REQUIREMENT:
Type out each entry exactly.

(RECORDS SHOWN Opens)

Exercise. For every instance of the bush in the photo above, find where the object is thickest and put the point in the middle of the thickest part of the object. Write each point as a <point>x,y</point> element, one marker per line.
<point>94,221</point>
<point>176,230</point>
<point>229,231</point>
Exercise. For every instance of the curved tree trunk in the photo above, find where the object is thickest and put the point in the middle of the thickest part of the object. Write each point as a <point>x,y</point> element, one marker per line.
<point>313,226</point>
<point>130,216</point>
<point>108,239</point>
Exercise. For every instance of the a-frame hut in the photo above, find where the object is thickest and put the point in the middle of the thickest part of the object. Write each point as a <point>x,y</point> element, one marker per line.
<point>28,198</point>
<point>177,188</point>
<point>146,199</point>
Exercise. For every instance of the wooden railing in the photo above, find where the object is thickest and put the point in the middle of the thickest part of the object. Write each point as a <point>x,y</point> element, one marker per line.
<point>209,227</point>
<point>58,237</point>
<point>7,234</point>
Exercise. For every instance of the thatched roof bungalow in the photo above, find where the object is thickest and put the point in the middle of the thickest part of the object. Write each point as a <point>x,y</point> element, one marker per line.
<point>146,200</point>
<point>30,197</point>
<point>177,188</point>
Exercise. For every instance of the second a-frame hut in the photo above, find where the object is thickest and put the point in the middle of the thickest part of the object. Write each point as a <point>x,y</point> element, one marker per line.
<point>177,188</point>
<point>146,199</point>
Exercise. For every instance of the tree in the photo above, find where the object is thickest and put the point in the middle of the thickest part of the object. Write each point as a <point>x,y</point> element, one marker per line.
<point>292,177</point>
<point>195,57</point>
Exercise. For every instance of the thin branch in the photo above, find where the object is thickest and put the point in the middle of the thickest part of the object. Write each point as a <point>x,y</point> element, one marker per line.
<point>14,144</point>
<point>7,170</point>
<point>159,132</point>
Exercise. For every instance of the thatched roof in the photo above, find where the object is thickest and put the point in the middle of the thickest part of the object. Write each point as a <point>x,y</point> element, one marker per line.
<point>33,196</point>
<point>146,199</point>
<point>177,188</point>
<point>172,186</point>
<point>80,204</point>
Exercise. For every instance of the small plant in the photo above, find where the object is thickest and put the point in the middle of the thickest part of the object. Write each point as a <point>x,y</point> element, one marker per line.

(RECORDS SHOWN Closes)

TASK SOLUTION:
Exercise. For every instance of the bush in the photo above, find where the object is thickest and put the point in the middle of the thickest part of the object. Write each point as a <point>x,y</point> element, one marker per line.
<point>94,221</point>
<point>176,230</point>
<point>229,231</point>
Exercise. For every instance of the curved tree trunk in the photo above, find where the object is thickest and put the point in the middle of the thickest part of the object. Write each point as a <point>x,y</point> element, one marker per line.
<point>313,226</point>
<point>130,216</point>
<point>108,239</point>
Exercise. For every instance of the a-frame hut in the photo above, find where the object is thickest and put the point in the middle of the thickest part of the object. Write each point as a <point>x,y</point> element, one marker per line.
<point>28,198</point>
<point>177,188</point>
<point>146,199</point>
Exercise. For every instance of the wooden railing in the photo above, find where the object is thickest and put the point in the middle of the thickest part of the object. Write each point as a <point>x,y</point> element, one marker per line.
<point>209,227</point>
<point>58,237</point>
<point>7,234</point>
Exercise. For every instance of the thatched roof bungalow in the photo above, find where the object is thickest and put the point in the middle of the thickest part of the object. Write each point as a <point>x,y</point> element, one marker per line.
<point>146,200</point>
<point>30,197</point>
<point>177,188</point>
Exercise. For every instance of the second a-frame hut in the photo above, find where the object is thickest and put the point in the middle of the thickest part of the object. Write each point as a <point>x,y</point> element, one marker per line.
<point>177,188</point>
<point>146,199</point>
Exercise. For every instance of the tree in the photo above, find where the object is thickest and put the point in the middle of the thickest part of the object. Write each point as a <point>x,y</point> element, one marker per line.
<point>292,177</point>
<point>195,57</point>
Exercise. For every instance of the thin branch in the photo above, find where the object is thickest and put the point in the middle of the thickest part of the object. Write each point as a <point>x,y</point> element, one marker per line.
<point>14,144</point>
<point>7,170</point>
<point>159,132</point>
Exercise. For every instance of the thatched roof in the photo above, find where the object is thickest and put the point in the middle of the thickest part of the object. Write each point as a <point>x,y</point> element, one marker per line.
<point>33,196</point>
<point>146,199</point>
<point>177,188</point>
<point>172,186</point>
<point>80,204</point>
Exercise. For every instance of the small plant in the photo above, find where the object is thickest and put the point in the middle of the thickest part of the object. Write each point as a <point>x,y</point> element, one marker per line.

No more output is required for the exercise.